> _TASK INSTRUCTIONS_
Find every line in the listing below that contains the string "blazer", matching case, and copy each one out.

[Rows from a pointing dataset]
((

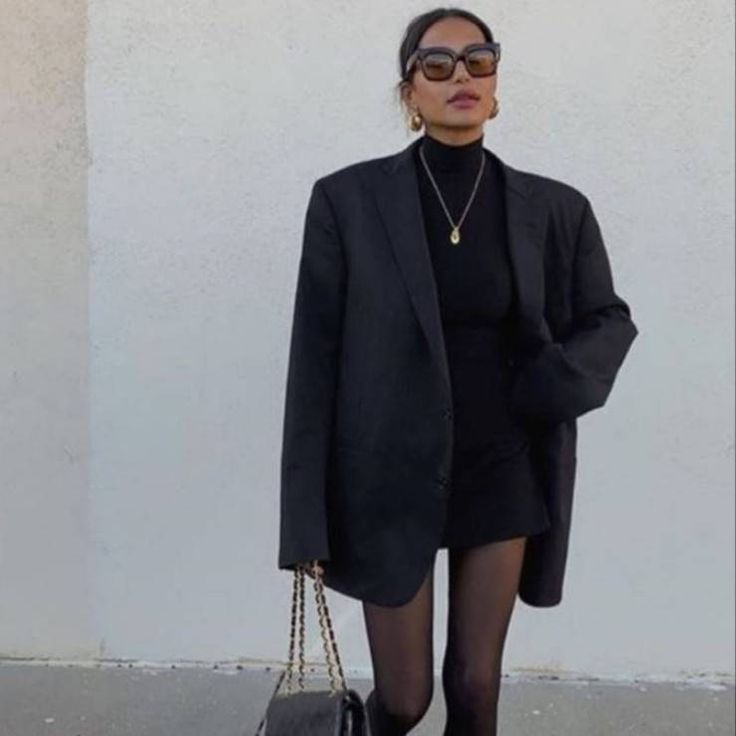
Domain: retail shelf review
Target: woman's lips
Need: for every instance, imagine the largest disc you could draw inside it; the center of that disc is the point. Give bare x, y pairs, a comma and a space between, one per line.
464, 102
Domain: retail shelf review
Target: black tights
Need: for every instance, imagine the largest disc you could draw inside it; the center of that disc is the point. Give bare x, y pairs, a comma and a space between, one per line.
483, 582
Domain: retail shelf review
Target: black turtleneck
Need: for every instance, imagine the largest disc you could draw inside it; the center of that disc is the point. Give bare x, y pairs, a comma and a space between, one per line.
475, 290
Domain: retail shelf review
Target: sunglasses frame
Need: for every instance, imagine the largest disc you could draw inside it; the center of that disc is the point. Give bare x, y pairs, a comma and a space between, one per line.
421, 53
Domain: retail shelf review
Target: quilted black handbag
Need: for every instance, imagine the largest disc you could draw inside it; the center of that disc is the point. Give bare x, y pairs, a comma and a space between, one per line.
338, 711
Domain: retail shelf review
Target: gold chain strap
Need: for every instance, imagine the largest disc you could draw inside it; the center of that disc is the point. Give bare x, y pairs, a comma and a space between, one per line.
328, 636
334, 664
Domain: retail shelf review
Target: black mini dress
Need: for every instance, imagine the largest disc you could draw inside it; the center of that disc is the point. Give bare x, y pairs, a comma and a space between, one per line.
494, 493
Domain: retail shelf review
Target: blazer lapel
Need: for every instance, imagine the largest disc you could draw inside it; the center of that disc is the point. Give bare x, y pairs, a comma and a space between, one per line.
397, 197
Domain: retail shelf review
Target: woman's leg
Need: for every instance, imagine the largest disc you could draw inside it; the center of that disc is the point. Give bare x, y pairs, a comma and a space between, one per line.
400, 640
483, 583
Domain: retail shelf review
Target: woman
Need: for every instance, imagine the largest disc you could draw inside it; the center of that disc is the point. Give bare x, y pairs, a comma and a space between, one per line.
453, 318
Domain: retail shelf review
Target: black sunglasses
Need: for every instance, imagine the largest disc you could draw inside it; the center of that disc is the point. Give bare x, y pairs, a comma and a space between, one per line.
439, 62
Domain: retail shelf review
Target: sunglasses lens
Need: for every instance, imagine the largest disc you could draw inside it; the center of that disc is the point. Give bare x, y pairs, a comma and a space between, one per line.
437, 66
481, 63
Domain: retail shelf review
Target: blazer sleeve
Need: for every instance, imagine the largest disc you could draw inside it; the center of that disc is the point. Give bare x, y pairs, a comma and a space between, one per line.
568, 378
310, 386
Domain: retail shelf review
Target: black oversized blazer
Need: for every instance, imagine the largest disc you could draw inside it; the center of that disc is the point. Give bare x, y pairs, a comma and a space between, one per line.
368, 430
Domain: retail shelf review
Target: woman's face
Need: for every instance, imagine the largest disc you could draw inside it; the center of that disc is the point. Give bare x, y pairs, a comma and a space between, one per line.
452, 123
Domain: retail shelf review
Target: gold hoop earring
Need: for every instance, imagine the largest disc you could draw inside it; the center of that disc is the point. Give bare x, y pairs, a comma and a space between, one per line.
416, 121
495, 109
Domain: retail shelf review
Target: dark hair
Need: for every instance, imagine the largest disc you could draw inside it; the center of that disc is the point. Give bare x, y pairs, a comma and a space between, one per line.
416, 29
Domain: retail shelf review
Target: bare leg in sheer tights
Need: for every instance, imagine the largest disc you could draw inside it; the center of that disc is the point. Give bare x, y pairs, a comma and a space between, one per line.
483, 582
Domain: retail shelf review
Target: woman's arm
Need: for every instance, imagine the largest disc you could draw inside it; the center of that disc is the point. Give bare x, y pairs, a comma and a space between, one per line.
310, 389
567, 379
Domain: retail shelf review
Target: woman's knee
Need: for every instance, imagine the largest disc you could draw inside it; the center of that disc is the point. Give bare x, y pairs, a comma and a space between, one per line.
472, 689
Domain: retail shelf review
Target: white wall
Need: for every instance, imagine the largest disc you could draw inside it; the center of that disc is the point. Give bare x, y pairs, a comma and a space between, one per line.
206, 125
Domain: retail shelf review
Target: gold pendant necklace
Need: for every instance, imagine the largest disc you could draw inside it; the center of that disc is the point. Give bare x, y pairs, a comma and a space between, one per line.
455, 232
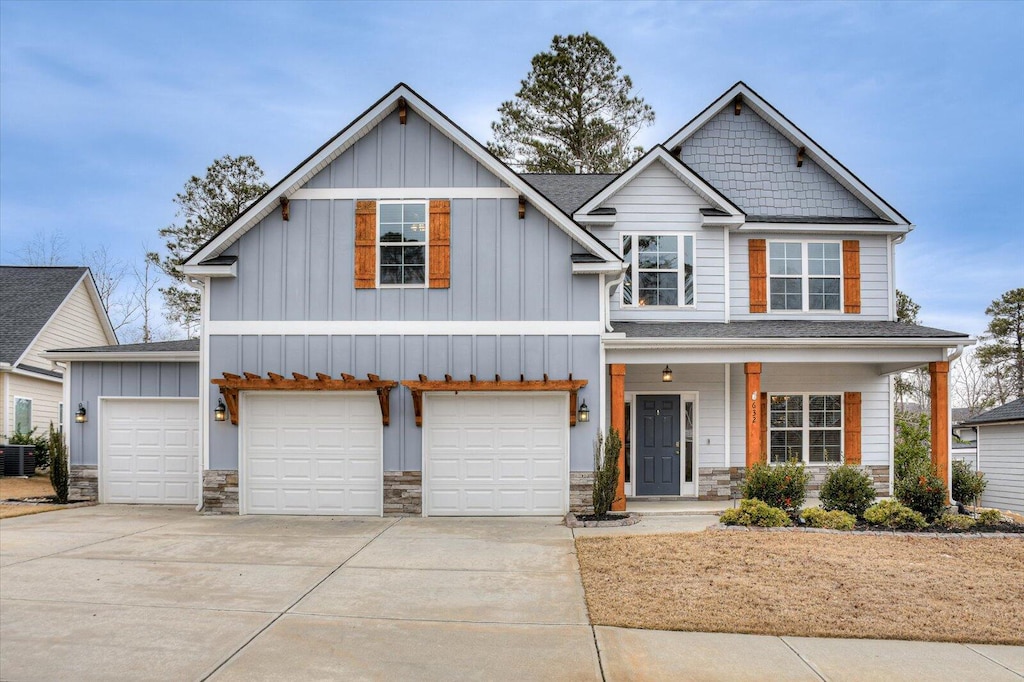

))

> _REPLY TO THE TASK_
Target: blazer lapel
Target: blazer sleeve
Target: black oversized blazer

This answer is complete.